Votre consigne: Extrayez en entier le texte sur la pandémie et la justice administrative, sans en changer un seul mot.

Pandémie et justice administrative : la base se rebiffe
Nous avons vu que jusqu’à présent le Conseil d’État avait rejeté les différentes requêtes en référé libertés qui lui ont été soumises. Chacune d’entre elles sollicitait que la haute juridiction enjoigne au gouvernement de prendre un certain nombre de mesures destinées à combattre l’épidémie de Covid19.
Nous avons publié dans ces colonnes l’une d’entre elle en invitant les citoyens intéressés à la reproduire et à en saisir le Conseil d’État. Elles devraient être examinées dans les prochains jours. Chose inhabituelle, le Conseil a désigné un « rapporteur » probablement dans le but de s’informer auprès du gouvernement de l’exactitude et de la réalité des décisions prises par celui-ci.

Données présentées:
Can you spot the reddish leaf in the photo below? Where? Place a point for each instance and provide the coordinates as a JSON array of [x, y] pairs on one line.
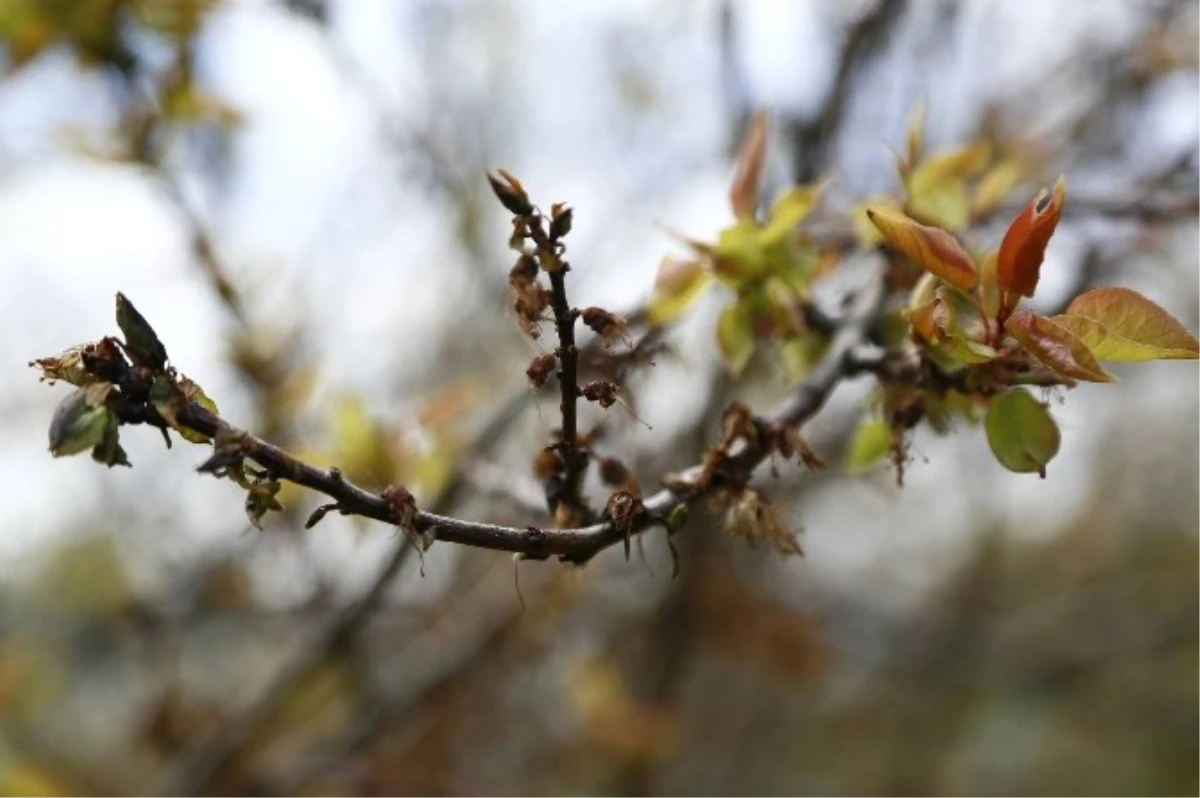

==

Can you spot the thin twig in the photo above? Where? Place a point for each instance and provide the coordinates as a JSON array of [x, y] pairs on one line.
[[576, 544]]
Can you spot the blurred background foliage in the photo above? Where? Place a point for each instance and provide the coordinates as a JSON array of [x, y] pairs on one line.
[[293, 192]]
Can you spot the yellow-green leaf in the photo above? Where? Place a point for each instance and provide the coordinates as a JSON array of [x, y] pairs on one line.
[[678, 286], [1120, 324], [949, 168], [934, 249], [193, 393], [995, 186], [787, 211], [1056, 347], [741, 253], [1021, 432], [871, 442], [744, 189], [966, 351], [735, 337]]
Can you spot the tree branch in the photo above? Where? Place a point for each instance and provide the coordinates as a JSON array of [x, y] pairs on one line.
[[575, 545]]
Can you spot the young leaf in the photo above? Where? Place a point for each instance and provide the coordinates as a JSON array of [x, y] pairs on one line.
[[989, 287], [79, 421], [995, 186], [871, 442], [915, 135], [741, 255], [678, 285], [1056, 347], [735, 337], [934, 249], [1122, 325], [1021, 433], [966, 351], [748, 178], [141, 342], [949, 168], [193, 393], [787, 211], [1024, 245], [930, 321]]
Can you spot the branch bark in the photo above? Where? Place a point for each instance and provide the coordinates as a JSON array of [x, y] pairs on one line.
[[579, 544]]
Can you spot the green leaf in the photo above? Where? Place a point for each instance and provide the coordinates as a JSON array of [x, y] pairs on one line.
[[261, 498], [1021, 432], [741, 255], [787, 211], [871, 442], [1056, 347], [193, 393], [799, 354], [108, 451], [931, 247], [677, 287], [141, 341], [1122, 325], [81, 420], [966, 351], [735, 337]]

Réponse finale:
Pandémie et justice administrative : la base se rebiffe
Nous avons vu que jusqu’à présent le Conseil d’État avait rejeté les différentes requêtes en référé libertés qui lui ont été soumises. Chacune d’entre elles sollicitait que la haute juridiction enjoigne au gouvernement de prendre un certain nombre de mesures destinées à combattre l’épidémie de Covid19.
Nous avons publié dans ces colonnes l’une d’entre elle en invitant les citoyens intéressés à la reproduire et à en saisir le Conseil d’État. Elles devraient être examinées dans les prochains jours. Chose inhabituelle, le Conseil a désigné un « rapporteur » probablement dans le but de s’informer auprès du gouvernement de l’exactitude et de la réalité des décisions prises par celui-ci.